▸ **COMPLETE THE FOLLOWING**:
[a] In the Attacking Anxiety text, list the things it says the book provides that we can use to help ourselves and others.
[b] Duplicate everything in the Attacking Anxiety text from "The truth is" down to "struggles we face.".

▸ **PASSAGE TO READ**:
-*-

Would you say that your students struggle with anxiety, depression, or panic attacks? Have you witnessed the weight that your students are carrying? Have students shared how overwhelmed or burdened they are? What about you? How are you doing? Would you say your mental, emotional, and spiritual health are all doing well?
Recently I had shared about being on a mental health break from my job, and during my time away I read a recommended book by Shawn Johnson called Attacking Anxiety. This is a book I would highly recommend for anyone regardless of whether you are struggling personally or have people under your care who are.
The truth is that we will always come in contact with someone who may be struggling and this book provides insight, wisdom, tools, and resources we can use to help ourselves and others. This is a very personal book for me because it truly put into words the feelings, emotions, and thoughts I didn’t know how to express during my recent bout with mental health. I can say with extreme confidence that this is a book everyone leading in ministry (especially with students) should be reading.
Attacking Anxiety isn’t another self-help book, but instead is a very personal and reflective account from Shawn about his own struggle with anxiety, depression, and panic attacks. Shawn draws from his own story and struggles to help the reader fully understand the realities of mental health. But as he tells his story, he also highlights the ways in which we can have victory over the struggles we face.

-*-

▸ **GIVEN INFORMATION**:
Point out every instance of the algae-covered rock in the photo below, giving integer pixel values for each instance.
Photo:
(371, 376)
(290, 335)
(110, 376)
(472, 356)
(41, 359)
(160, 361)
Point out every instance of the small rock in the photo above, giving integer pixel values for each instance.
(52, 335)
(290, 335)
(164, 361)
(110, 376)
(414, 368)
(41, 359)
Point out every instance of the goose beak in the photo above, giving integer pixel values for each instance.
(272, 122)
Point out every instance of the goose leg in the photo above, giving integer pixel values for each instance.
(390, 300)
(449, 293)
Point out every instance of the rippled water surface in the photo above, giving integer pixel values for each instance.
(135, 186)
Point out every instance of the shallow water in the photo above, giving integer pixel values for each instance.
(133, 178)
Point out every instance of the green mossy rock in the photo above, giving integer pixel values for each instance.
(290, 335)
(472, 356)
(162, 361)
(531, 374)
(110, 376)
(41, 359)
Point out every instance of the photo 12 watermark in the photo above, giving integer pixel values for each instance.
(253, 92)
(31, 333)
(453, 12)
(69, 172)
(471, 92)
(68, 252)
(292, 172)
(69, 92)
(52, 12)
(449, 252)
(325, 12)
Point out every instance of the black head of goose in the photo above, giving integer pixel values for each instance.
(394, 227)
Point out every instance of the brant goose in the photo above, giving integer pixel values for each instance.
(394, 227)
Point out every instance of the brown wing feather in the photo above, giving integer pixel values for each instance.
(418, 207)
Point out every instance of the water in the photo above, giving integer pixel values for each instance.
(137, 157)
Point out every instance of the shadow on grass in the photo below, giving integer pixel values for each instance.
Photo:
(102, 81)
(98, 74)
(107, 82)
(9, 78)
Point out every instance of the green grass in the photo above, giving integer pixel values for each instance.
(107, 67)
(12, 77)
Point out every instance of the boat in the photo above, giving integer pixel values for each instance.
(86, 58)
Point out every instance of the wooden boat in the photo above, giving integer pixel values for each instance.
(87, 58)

-*-

▸ **OUTPUTS BY TASK**:
[a] insight, wisdom, tools, resources

[b]
The truth is that we will always come in contact with someone who may be struggling and this book provides insight, wisdom, tools, and resources we can use to help ourselves and others. This is a very personal book for me because it truly put into words the feelings, emotions, and thoughts I didn’t know how to express during my recent bout with mental health. I can say with extreme confidence that this is a book everyone leading in ministry (especially with students) should be reading.
Attacking Anxiety isn’t another self-help book, but instead is a very personal and reflective account from Shawn about his own struggle with anxiety, depression, and panic attacks. Shawn draws from his own story and struggles to help the reader fully understand the realities of mental health. But as he tells his story, he also highlights the ways in which we can have victory over the struggles we face.